Tuesday, January 3, 2012

The Dosen Phenomenon


10% dana yang memaju-mundurkan pembangunan di Indonesia
(ditulis oleh Ahdiyatul Muamaliyah)

Berita bahwa pembangunan di Indonesia tidak merata sudah terasa kuno didengar. Namun pernahkah Anda mendengar bahwa pembangunan di Indonesia hanya maju mundur?
Indonesia bercita-cita untuk membangun masyarakat madani. Menurut Anwar Ibrahim, masyarakat madani merupakan sistem sosial yang subur berdasarkan prinsip moral yang menjamin keseimbangan antara kebebasan individu dengan kestabilan masyarakat. Inisiatif individu dan masyarakat berupa pemikiran, seni, pelaksanaan pemerintah yang berdasarkan undang-undang, dan bukan nafsu atau keinginan individu.[1] Namun bagaimana bila pelaksanaan proyek pemerintah malah menjadi sasaran empuk untuk memuaskan nafsu atau keinginan individu?

### Baris yang Diberikan
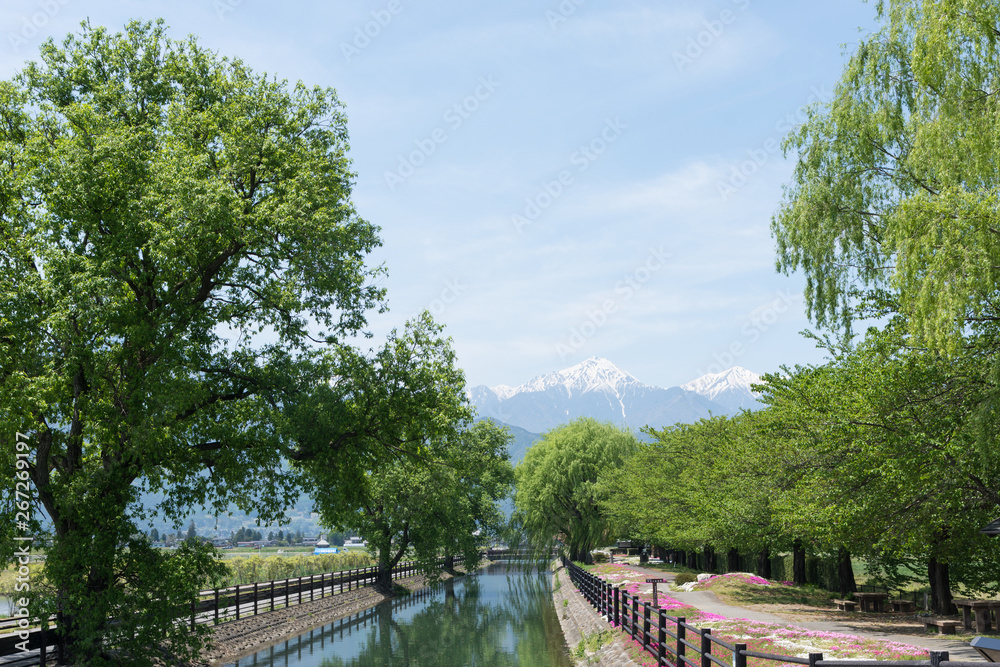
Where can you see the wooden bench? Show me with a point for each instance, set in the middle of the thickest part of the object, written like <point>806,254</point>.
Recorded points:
<point>944,627</point>
<point>903,605</point>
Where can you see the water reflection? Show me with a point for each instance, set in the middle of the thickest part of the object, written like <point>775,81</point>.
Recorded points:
<point>498,618</point>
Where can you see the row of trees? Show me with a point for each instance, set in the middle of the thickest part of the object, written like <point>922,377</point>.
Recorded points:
<point>182,273</point>
<point>888,451</point>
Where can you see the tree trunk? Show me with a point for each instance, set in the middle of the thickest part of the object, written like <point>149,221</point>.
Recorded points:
<point>733,560</point>
<point>940,580</point>
<point>709,559</point>
<point>764,563</point>
<point>845,573</point>
<point>798,563</point>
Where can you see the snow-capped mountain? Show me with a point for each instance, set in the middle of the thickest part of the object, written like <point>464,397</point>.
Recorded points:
<point>599,389</point>
<point>731,389</point>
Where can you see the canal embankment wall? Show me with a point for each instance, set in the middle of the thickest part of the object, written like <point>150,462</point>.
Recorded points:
<point>579,620</point>
<point>246,636</point>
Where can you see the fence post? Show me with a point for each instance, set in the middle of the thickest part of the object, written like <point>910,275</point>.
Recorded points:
<point>635,615</point>
<point>681,635</point>
<point>740,660</point>
<point>661,637</point>
<point>645,626</point>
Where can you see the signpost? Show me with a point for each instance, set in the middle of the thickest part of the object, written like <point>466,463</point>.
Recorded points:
<point>654,582</point>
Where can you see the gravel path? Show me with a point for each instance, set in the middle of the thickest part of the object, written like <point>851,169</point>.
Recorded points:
<point>709,602</point>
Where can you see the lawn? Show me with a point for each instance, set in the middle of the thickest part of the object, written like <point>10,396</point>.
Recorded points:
<point>780,639</point>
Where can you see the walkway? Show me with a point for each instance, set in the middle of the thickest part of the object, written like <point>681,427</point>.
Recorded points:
<point>708,602</point>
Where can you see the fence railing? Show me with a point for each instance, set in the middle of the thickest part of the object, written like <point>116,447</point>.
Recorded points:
<point>217,605</point>
<point>675,642</point>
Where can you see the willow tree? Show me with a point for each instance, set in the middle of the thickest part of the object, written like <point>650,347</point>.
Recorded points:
<point>433,493</point>
<point>893,209</point>
<point>177,248</point>
<point>558,490</point>
<point>895,187</point>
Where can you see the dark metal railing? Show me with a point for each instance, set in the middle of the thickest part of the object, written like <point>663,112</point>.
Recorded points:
<point>676,643</point>
<point>217,605</point>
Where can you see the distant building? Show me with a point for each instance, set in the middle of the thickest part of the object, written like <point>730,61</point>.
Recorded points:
<point>253,544</point>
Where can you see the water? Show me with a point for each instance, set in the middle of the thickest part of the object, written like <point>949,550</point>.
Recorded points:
<point>498,618</point>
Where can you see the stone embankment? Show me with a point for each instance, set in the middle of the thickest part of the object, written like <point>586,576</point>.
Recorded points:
<point>237,639</point>
<point>579,620</point>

### Tugas
**a.** Tuliskan ulang kata demi kata bagian teks tentang pembangunan di Indonesia antara "Tuesday, January 3, 2012" dan "atau keinginan individu?", termasuk kedua batas tersebut.
**b.** Jawablah pertanyaan berikut berdasarkan teks tentang pembangunan di Indonesia.
(i) Siapa penulis teks ini?
(ii) Apa yang dicita-citakan Indonesia?
(iii) Menurut Anwar Ibrahim, apakah masyarakat madani itu?

### Jawaban Latihan
**a.**
Tuesday, January 3, 2012

The Dosen Phenomenon


10% dana yang memaju-mundurkan pembangunan di Indonesia
(ditulis oleh Ahdiyatul Muamaliyah)

Berita bahwa pembangunan di Indonesia tidak merata sudah terasa kuno didengar. Namun pernahkah Anda mendengar bahwa pembangunan di Indonesia hanya maju mundur?
Indonesia bercita-cita untuk membangun masyarakat madani. Menurut Anwar Ibrahim, masyarakat madani merupakan sistem sosial yang subur berdasarkan prinsip moral yang menjamin keseimbangan antara kebebasan individu dengan kestabilan masyarakat. Inisiatif individu dan masyarakat berupa pemikiran, seni, pelaksanaan pemerintah yang berdasarkan undang-undang, dan bukan nafsu atau keinginan individu.[1] Namun bagaimana bila pelaksanaan proyek pemerintah malah menjadi sasaran empuk untuk memuaskan nafsu atau keinginan individu?

**b.**
(i) Ahdiyatul Muamaliyah.
(ii) Membangun masyarakat madani.
(iii) Sistem sosial yang subur berdasarkan prinsip moral yang menjamin keseimbangan antara kebebasan individu dengan kestabilan masyarakat.